>> Start Available records
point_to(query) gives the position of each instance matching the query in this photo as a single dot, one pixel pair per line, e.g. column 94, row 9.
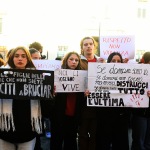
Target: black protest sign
column 26, row 84
column 118, row 85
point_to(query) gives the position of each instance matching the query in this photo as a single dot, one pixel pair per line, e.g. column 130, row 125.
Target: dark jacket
column 22, row 121
column 60, row 107
column 142, row 112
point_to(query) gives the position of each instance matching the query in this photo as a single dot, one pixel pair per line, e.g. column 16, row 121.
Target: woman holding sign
column 64, row 124
column 112, row 131
column 20, row 119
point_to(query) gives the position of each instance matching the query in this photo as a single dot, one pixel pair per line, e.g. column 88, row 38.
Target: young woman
column 112, row 128
column 17, row 130
column 66, row 111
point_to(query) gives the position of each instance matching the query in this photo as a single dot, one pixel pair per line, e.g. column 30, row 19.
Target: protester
column 18, row 130
column 87, row 128
column 113, row 122
column 35, row 54
column 66, row 111
column 2, row 62
column 141, row 120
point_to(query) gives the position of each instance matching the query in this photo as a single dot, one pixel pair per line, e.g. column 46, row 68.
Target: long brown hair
column 65, row 59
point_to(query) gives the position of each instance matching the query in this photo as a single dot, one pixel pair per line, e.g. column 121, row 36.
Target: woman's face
column 116, row 59
column 73, row 61
column 88, row 47
column 20, row 59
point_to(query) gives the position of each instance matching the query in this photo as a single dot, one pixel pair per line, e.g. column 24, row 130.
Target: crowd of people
column 74, row 125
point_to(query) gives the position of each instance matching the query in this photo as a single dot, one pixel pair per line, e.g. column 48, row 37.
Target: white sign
column 118, row 85
column 47, row 64
column 125, row 45
column 67, row 80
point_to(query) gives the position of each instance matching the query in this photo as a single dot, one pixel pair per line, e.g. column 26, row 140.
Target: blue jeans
column 140, row 133
column 4, row 145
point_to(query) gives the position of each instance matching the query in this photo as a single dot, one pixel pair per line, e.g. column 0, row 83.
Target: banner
column 67, row 80
column 125, row 45
column 118, row 85
column 26, row 84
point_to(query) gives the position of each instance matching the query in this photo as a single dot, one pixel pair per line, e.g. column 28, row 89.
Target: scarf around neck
column 7, row 120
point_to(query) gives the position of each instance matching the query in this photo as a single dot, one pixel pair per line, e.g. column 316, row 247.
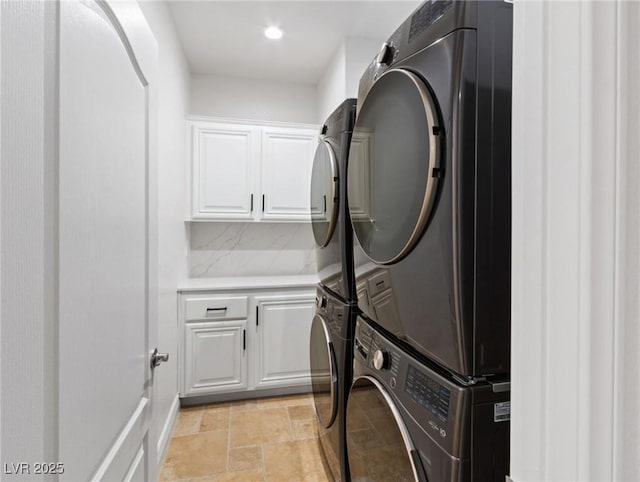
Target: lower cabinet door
column 215, row 357
column 283, row 332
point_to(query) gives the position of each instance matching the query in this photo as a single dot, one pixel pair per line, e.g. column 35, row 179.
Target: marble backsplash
column 250, row 249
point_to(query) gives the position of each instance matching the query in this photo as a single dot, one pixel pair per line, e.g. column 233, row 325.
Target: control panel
column 427, row 15
column 428, row 393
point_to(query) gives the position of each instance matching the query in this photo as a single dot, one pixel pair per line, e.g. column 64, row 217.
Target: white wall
column 341, row 76
column 252, row 99
column 576, row 242
column 330, row 91
column 29, row 216
column 359, row 54
column 173, row 99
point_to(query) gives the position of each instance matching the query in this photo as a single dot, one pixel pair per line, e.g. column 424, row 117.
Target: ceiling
column 226, row 37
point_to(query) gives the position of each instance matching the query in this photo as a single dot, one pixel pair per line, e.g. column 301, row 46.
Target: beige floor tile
column 245, row 458
column 215, row 418
column 299, row 412
column 244, row 476
column 366, row 439
column 292, row 460
column 316, row 477
column 167, row 473
column 286, row 401
column 199, row 455
column 305, row 428
column 188, row 422
column 255, row 427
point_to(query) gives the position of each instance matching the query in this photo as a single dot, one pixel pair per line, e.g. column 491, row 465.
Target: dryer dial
column 385, row 54
column 381, row 360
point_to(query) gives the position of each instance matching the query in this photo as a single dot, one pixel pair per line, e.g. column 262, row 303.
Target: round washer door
column 324, row 375
column 324, row 194
column 394, row 165
column 379, row 446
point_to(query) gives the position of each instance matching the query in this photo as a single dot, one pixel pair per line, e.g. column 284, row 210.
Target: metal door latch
column 157, row 358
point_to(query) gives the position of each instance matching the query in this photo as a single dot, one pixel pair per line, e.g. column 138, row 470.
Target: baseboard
column 233, row 396
column 167, row 430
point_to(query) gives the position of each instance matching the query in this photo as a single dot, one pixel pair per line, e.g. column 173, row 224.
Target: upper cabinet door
column 223, row 163
column 287, row 158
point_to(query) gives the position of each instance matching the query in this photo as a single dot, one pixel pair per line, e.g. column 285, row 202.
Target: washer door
column 378, row 444
column 324, row 375
column 324, row 194
column 394, row 165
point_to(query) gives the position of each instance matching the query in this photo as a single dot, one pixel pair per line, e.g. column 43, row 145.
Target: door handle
column 157, row 358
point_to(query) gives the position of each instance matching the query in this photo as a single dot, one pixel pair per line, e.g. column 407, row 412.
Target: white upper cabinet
column 250, row 172
column 287, row 159
column 223, row 163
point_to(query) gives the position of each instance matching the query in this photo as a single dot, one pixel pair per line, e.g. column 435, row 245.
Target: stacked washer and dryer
column 331, row 345
column 432, row 188
column 410, row 347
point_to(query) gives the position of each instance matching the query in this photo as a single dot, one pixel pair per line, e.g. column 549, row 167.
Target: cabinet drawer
column 216, row 308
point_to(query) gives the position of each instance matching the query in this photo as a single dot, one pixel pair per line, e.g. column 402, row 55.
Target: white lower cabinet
column 283, row 329
column 216, row 356
column 237, row 341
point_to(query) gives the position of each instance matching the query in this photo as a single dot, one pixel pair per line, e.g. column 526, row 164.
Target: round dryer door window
column 378, row 444
column 324, row 194
column 324, row 377
column 394, row 165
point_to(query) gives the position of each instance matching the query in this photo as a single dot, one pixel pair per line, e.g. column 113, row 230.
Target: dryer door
column 324, row 374
column 394, row 165
column 379, row 446
column 324, row 194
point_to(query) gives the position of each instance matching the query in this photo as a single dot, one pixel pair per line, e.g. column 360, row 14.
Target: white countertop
column 247, row 282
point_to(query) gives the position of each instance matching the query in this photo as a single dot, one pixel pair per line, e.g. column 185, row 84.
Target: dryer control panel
column 440, row 406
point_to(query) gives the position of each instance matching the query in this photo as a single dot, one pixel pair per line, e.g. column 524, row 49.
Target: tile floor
column 265, row 440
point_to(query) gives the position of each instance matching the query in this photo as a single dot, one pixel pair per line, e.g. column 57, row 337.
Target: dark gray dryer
column 331, row 226
column 331, row 344
column 407, row 421
column 430, row 185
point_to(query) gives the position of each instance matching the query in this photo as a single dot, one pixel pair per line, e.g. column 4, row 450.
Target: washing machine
column 331, row 342
column 429, row 186
column 409, row 421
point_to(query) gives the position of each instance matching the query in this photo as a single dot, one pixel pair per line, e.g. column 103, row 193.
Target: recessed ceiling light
column 273, row 33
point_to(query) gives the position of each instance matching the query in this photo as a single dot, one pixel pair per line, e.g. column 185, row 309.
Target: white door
column 223, row 157
column 106, row 242
column 287, row 160
column 284, row 330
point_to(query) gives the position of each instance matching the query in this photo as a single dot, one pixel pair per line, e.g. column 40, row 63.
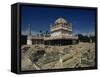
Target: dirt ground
column 37, row 57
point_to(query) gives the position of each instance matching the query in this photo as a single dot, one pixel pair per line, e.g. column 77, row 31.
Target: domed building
column 61, row 27
column 60, row 34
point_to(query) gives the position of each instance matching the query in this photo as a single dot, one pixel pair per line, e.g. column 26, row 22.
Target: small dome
column 61, row 20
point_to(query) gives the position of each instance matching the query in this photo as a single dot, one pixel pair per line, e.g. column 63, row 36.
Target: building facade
column 60, row 34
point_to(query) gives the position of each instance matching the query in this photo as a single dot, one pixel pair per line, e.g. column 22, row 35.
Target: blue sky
column 40, row 18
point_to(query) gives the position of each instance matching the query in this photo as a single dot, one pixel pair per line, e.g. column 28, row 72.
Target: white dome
column 61, row 20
>> End Available records
## [What this task involves]
Could you quote, word for word, the records above from the line with "26, row 22." up to and including the line with "column 40, row 18"?

## [Exercise result]
point_to(query) gives the position of each instance matching the query in this photo as a single dot, one pixel pair per line, e.g. column 26, row 22.
Target: small dome
column 61, row 20
point_to(query) gives the position of each instance matching the query in this photo as a single dot, one pixel pair per line, e.g. column 63, row 36.
Target: building facade
column 60, row 34
point_to(query) gives the position of each instance matching the query in this photo as a single dot, one pixel pair per line, e.g. column 22, row 35.
Target: blue sky
column 40, row 18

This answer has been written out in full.